▶ _GIVEN REQUEST 1_:
In the text on the A-10, what share of close-air support requests asked specifically for the Thunderbolt after the first week of the war?
▶ _GIVEN REQUEST 2_:
Translate this sentence from the text on the A-10 into Spanish: "Even outside the Air Force, among military analysts, there are two camps when it comes to the A-10 and its role."
▶ _GIVEN REQUEST 3_:
List every aircraft named in the text on the A-10.

▶ _TEXT BLOCK_:
It was difficult to distinguish friendly from enemy forces. So Kennedy, who goes by the call sign “Baja,” and another pilot dropped down to just a few hundred feet and took several passes over the city to determine who they should shoot at. Once that was sorted out, they unleashed the A-10s 30mm gun on the Iraqi forces.

“The Marines took the time to track us down and thank us later,” Kennedy said. “It’s hard to say what the highlight of your career is going to be. But I don’t think anything will be as meaningful to me.”

There were many such stories during Operation Iraqi Freedom; by all accounts, the A-10 was the CAS weapon of choice, especially during the battle for Baghdad, when urban terrain and bad weather limited the effectiveness of higher-flying aircraft.

Kennedy, the 110th’s operations group commander, said that after the first week of the war, more than 80 percent of requests for close-air support asked specifically for the Thunderbolt.

That’s a testament, Kennedy said, to the A-10’s strengths as a CAS platform: Long loiter-time over the battlefield, an immense weapons load and munitions designed for the role.

“You like to be the best at what you do,” Kennedy said. “And in the CAS arena, there’s nothing that can do the job like the A-10.”

Two views

That, of course, is where the argument starts. Even outside the Air Force, among military analysts, there are two camps when it comes to the A-10 and its role.

Thunderbolt defenders may be too wedded to traditional definitions of close-air support, said Doug Berenson of DFI International, a Washington, D.C.-based consulting firm.

In operations Enduring Freedom and Iraqi Freedom, the F-15Es and B-52s supported ground troops from high altitudes with precision munitions and laser-guided bombs, Berenson said. Precision weapons such as the Joint Direct Attack Munition will be integrated onto the JSF, allowing it to perform the close-air support mission from high in the sky.

“It’s a bit of a departure from how CAS is traditionally perceived,” Berenson said. “Before 2001, no one would have regarded the B-52 as a CAS system. But it has come into that role given the command, control and communications upgrades that can link precise targeting data with precision weapons.”

That argument strikes other analysts as misguided or worse.

“Supersonic planes providing close-air support are only in the minds of the Air Force,” said Richard Aboulafia, the vice president of analysis for the Teal Group, a consulting firm also based in Washington. “They’ve been playing the game for years of trying to replace the A-10 with something that’s a fighter.”

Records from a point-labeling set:
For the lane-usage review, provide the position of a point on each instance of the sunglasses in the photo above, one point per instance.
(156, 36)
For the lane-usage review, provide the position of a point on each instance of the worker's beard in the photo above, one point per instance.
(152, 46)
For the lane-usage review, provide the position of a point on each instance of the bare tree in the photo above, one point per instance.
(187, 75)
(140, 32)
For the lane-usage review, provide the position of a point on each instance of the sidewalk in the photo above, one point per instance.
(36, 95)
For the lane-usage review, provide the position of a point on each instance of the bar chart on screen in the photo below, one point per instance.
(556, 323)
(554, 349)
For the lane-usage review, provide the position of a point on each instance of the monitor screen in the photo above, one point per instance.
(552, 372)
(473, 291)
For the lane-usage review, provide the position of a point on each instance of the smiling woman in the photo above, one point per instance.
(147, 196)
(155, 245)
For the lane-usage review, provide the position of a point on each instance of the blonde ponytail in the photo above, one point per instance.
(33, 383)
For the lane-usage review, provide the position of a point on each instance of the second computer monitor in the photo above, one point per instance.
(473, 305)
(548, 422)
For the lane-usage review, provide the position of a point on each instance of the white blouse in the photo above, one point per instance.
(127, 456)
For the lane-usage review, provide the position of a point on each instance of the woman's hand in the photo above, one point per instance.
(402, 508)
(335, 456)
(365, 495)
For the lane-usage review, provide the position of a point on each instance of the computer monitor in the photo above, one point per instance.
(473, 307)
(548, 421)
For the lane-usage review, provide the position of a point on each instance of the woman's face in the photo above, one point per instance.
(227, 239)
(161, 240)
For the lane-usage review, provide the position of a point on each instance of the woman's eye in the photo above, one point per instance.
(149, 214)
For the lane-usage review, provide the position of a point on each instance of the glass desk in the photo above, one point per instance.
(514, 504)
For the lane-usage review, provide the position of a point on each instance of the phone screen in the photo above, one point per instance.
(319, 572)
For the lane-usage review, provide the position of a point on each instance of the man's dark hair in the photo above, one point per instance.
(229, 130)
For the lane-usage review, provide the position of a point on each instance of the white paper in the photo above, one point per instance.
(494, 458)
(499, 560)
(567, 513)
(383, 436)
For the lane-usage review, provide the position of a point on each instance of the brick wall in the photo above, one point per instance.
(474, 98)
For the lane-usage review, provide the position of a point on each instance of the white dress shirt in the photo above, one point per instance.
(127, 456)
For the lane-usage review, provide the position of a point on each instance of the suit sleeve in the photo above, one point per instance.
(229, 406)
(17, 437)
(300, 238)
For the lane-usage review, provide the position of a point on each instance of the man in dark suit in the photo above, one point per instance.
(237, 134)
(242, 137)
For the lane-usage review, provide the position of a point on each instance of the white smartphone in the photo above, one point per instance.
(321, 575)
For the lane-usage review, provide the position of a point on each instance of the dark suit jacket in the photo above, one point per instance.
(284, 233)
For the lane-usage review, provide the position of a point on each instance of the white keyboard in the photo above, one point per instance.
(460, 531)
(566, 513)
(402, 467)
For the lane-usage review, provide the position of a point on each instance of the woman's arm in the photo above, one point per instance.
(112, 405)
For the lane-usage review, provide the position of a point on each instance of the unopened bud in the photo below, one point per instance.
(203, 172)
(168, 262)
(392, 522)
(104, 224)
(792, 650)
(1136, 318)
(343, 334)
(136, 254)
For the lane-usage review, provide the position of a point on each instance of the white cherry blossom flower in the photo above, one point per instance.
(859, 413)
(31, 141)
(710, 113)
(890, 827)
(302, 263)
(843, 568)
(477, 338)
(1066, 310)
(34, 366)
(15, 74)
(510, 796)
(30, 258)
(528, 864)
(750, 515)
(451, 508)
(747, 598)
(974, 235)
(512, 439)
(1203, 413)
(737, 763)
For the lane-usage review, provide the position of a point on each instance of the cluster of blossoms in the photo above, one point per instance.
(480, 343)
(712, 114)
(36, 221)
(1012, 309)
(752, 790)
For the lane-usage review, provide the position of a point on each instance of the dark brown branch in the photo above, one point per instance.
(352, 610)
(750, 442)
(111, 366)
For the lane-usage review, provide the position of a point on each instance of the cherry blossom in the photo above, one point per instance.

▶ _WRITTEN RESPONSE 1_:
More than 80 percent.

▶ _WRITTEN RESPONSE 2_:
Incluso fuera de la Fuerza Aérea, entre los analistas militares, hay dos bandos en lo que respecta al A-10 y su función.

▶ _WRITTEN RESPONSE 3_:
A-10 (Thunderbolt), F-15E, B-52, JSF